------ Data ------

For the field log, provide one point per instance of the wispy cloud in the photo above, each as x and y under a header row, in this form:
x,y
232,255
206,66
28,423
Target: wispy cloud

------

• **Task requirements**: Transcribe the whole listing above exactly, leaving nothing out.

• **Reply**:
For the field log, provide one point per instance of the wispy cloud in the photo above, each as x and y under a header row, in this form:
x,y
232,255
206,66
28,423
Target: wispy cloud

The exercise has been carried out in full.